- TASK REQUIREMENTS -
Recast the part below that opens with the line containing "TARGET = plowed soil" and closes with the line containing "column 82, row 22", both ends included, as a Markdown table with the columns No. and Text. Number each line in order and omit any blank lines.

- SUPPLIED RECORDS -
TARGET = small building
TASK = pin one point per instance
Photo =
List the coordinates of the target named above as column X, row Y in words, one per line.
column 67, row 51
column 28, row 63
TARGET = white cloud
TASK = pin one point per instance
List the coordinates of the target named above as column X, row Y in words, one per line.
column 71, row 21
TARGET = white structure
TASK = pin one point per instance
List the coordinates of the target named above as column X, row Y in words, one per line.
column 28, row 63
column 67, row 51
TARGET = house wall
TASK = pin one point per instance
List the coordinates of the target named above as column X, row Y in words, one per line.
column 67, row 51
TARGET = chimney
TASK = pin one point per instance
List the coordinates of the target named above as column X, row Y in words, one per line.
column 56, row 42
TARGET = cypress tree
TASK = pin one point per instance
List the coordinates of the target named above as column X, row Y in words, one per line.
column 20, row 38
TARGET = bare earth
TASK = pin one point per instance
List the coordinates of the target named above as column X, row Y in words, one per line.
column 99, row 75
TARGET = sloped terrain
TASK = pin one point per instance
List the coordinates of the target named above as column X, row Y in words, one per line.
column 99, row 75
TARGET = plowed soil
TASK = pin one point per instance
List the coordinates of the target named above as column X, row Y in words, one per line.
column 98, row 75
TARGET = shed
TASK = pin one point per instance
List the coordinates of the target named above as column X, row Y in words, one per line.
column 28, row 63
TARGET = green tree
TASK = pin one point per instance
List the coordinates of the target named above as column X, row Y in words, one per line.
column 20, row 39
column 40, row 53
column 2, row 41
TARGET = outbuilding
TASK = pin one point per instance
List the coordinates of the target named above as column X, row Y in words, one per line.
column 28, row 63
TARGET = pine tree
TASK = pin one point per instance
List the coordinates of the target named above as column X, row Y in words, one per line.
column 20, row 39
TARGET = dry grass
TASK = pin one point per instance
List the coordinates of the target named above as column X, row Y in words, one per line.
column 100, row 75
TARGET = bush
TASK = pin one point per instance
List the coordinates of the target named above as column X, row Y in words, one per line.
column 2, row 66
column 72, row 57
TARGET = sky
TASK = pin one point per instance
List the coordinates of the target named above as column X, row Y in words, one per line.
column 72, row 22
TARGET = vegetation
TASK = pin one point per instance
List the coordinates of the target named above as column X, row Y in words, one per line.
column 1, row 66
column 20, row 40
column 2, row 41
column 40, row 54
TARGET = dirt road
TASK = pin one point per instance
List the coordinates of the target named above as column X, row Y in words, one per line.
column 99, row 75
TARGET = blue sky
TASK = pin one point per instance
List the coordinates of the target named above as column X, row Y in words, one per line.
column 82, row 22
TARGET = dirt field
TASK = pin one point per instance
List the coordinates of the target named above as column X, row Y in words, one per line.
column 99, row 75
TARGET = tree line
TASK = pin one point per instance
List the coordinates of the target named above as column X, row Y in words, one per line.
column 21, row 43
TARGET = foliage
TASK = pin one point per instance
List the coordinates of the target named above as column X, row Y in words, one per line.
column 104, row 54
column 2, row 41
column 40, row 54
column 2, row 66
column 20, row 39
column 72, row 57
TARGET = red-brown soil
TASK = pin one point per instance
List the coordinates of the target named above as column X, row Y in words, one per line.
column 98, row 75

- SOLUTION FOR THIS EXERCISE -
| No. | Text |
|---|---|
| 1 | TARGET = plowed soil |
| 2 | TASK = pin one point per instance |
| 3 | List the coordinates of the target named above as column X, row Y in words, one per line. |
| 4 | column 98, row 75 |
| 5 | TARGET = shed |
| 6 | TASK = pin one point per instance |
| 7 | List the coordinates of the target named above as column X, row Y in words, one per line. |
| 8 | column 28, row 63 |
| 9 | TARGET = green tree |
| 10 | TASK = pin one point per instance |
| 11 | List the coordinates of the target named above as column X, row Y in words, one per line. |
| 12 | column 20, row 39 |
| 13 | column 40, row 53 |
| 14 | column 2, row 41 |
| 15 | TARGET = outbuilding |
| 16 | TASK = pin one point per instance |
| 17 | List the coordinates of the target named above as column X, row Y in words, one per line. |
| 18 | column 28, row 63 |
| 19 | TARGET = pine tree |
| 20 | TASK = pin one point per instance |
| 21 | List the coordinates of the target named above as column X, row Y in words, one per line. |
| 22 | column 20, row 39 |
| 23 | TARGET = dry grass |
| 24 | TASK = pin one point per instance |
| 25 | List the coordinates of the target named above as column X, row Y in words, one per line. |
| 26 | column 100, row 75 |
| 27 | TARGET = bush |
| 28 | TASK = pin one point per instance |
| 29 | List the coordinates of the target named above as column X, row Y in words, one per line. |
| 30 | column 2, row 66 |
| 31 | column 72, row 57 |
| 32 | TARGET = sky |
| 33 | TASK = pin one point per instance |
| 34 | List the coordinates of the target named above as column X, row Y in words, one per line. |
| 35 | column 72, row 22 |
| 36 | TARGET = vegetation |
| 37 | TASK = pin one point per instance |
| 38 | List the coordinates of the target named above as column X, row Y in words, one per line. |
| 39 | column 1, row 66 |
| 40 | column 20, row 40 |
| 41 | column 2, row 41 |
| 42 | column 40, row 54 |
| 43 | TARGET = dirt road |
| 44 | TASK = pin one point per instance |
| 45 | List the coordinates of the target named above as column X, row Y in words, one per line. |
| 46 | column 99, row 75 |
| 47 | TARGET = blue sky |
| 48 | TASK = pin one point per instance |
| 49 | List the coordinates of the target named above as column X, row Y in words, one per line. |
| 50 | column 82, row 22 |